** Short exercise a **
Copy out the listing verbatim, beginning at the line that contains "the tree branch" and ending with the final line of the listing.

** Supplied text **
Monday, June 11, 2007

Zebras and rhinos and ostriches, OH MY!

Last week daughter Jeana invited us to join her and her family for a couple of days of their vacation, which we were very excited about. I mean, really, how many people's kids actually *want* them to come along on vacation! We were delighted to accept, especially since it was the day on which they were going to Fossil Rim exotic animal park.

If you have never been to one of these places, it's sort of like a zoo, except that instead of the animals being in cages, they are running loose, and you drive your car through the park to see the animals. When you buy your tickets, you have the opportunity of also buying a bag of food pellets (they look like pressed cardboard, and smell vaguely like graham crackers--they taste awful--and yes, we did taste them).

As you drive through the park, you can entice many of the animals to come right up to the car, by offering them these pellets. Apparently they taste better to the animals than they do to humans.

Since there were too many of us for one car, we took two, and divided the kids between us. The girls rode with us, and we followed the car with the boys in it. A good deal of our time was taken up with the kids waving, shouting, and squealing at each other from one car to the other. This was a show in itself.

One of our first encounters was with a large ostrich. Ostriches tiptoe like giant, fluffy, feather dusters in toe-shoes. Their long, muscular legs are a sharp contrast to their dainty steps, like ballerinas on pointe.

** Short exercise b **
Write the next part of the blog post about the family outing to the exotic animal park, picking up right after its last sentence.

** Given records **
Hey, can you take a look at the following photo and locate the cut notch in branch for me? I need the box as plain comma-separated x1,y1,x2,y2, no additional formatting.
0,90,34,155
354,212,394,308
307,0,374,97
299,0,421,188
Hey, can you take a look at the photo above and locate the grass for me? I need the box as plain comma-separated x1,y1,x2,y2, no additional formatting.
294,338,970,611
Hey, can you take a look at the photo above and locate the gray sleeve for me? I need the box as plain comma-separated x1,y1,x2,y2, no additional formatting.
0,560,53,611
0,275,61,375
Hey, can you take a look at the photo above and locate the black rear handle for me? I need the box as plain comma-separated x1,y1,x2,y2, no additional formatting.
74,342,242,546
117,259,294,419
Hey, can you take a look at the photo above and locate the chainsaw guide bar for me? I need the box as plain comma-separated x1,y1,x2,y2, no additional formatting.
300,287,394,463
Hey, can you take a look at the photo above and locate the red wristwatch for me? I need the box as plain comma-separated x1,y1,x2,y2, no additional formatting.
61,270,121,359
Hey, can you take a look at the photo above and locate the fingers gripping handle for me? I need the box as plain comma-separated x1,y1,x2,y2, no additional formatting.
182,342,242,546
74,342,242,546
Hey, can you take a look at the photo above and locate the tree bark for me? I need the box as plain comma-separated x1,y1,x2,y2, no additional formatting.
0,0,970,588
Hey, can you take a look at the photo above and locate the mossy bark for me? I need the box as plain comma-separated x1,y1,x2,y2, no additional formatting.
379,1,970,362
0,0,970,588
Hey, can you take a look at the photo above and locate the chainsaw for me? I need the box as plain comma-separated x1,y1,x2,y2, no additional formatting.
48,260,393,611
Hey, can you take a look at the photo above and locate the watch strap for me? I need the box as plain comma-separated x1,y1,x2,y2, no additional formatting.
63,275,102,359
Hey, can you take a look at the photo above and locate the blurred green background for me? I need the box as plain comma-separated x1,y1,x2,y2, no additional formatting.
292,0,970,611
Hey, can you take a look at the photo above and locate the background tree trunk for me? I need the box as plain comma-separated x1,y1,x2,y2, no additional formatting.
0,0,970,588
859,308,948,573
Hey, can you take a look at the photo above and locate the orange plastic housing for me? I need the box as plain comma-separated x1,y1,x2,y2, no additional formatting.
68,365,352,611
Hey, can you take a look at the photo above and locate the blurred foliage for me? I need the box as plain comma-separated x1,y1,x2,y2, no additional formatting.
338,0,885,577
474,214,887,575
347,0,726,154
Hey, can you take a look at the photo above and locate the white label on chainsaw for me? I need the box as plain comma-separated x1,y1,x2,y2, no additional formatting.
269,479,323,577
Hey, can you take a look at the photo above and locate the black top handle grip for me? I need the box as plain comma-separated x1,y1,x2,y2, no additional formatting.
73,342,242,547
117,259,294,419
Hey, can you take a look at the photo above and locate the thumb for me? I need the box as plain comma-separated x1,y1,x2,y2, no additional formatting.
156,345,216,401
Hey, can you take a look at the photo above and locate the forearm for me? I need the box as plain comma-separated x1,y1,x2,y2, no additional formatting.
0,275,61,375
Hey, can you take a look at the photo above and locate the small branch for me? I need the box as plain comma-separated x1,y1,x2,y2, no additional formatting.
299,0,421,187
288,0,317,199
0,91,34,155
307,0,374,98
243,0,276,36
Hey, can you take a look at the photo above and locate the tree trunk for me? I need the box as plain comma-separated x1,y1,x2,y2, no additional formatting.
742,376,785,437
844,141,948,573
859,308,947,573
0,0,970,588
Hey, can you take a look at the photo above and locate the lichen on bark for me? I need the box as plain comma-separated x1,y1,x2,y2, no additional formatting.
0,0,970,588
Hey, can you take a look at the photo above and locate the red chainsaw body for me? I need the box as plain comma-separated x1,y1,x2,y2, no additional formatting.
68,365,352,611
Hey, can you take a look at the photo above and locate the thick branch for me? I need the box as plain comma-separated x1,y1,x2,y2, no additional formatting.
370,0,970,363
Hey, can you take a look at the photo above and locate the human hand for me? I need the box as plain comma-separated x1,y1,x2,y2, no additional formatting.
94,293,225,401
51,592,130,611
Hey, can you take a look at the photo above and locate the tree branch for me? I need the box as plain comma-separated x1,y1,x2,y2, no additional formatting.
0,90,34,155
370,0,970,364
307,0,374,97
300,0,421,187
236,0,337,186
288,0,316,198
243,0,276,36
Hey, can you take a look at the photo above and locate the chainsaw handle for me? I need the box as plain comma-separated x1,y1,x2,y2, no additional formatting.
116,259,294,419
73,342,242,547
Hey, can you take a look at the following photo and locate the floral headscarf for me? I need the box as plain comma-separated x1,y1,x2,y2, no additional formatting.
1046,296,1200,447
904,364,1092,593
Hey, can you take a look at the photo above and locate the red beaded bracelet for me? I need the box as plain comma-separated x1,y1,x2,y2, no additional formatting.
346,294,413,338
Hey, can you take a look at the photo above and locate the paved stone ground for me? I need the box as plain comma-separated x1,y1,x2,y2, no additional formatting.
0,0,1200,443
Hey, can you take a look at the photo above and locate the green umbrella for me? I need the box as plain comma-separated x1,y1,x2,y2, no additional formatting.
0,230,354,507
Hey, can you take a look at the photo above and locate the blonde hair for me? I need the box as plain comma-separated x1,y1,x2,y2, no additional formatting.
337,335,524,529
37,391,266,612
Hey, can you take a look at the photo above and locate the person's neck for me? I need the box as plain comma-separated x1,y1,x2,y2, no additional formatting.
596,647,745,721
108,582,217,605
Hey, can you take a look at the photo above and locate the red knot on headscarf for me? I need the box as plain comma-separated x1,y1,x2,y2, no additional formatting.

** Exercise answer a **
Hey, can you take a look at the photo above and locate the tree branch for me? I need the box as plain comma-separated x1,y1,x2,y2, no additional formatting.
0,90,34,155
370,0,970,364
307,0,374,97
300,0,421,187
236,0,337,186
288,0,316,198
243,0,276,36
Hey, can you take a look at the photo above and locate the chainsaw handle for me? I need the box as plain comma-separated x1,y1,x2,y2, no additional formatting.
116,259,294,419
73,342,242,547
Hey, can you take a look at the following photo and locate the floral headscarf for me? I need the box as plain comma-separated x1,y1,x2,y2, no additional formatting.
1046,296,1200,447
904,364,1092,593
Hey, can you take a look at the photo above and locate the red beaded bracelet for me? I need the box as plain comma-separated x1,y1,x2,y2, no additional formatting.
346,294,413,338
Hey, can you take a look at the photo above and locate the paved stone ground for me? I need the box as plain comma-separated x1,y1,x2,y2, no additional formatting.
0,0,1200,443
Hey, can you take a look at the photo above and locate the green umbrella for me? I need the box as plain comma-separated x1,y1,x2,y2, no additional formatting.
0,230,354,507
Hey, can you take a look at the photo above and locate the blonde hair for me? I need the box as plain comma-separated x1,y1,x2,y2, no additional formatting.
337,335,524,529
37,391,266,612
Hey, can you take a look at the photo above and locate the person's neck for me? I need the box as plain comma-separated x1,y1,x2,y2, no additional formatting.
596,647,745,721
108,582,217,605
Hey, can you take a look at the photo above and locate the red knot on headscarf for me? I need the box as plain comma-separated x1,y1,x2,y2, no additional formatting.

** Exercise answer b **
This ostrich stood right by the road, exacting a toll from each car that passed. The girls told us to put the pellets in the groove of the window, and the ostrich would take the food from there. The girls were right.
The huge bird pecked the food from the window groove, bit by bit, and then looked for more. I reached into the paper bag for more food, but the ostrich was too impatient to wait for me to deposit it in the window groove. He stuck his whole head through the window, his huge shiny eyes intent on the bag of feed, and his huge hard bill much too close to my face.
When I reacted by screeching, waving my hands wildly about my head, and making shooing sounds, the little girls in the back seat dissolved into giggles.

Knowing that we had a couple more hours of animals to feed, we reluctantly left him waiting for the next car, and drove on.

We saw many kinds of small deer, antelope, kudu, gazelles. Many would come quite close to the car, waiting for us to throw a handful of food, which they eagerly lipped from the grass. Lolly worried about them getting bugs in their food, but as Katoushka pointed out, they probably eat a lot of bugs on the grass when no people are around to feed them.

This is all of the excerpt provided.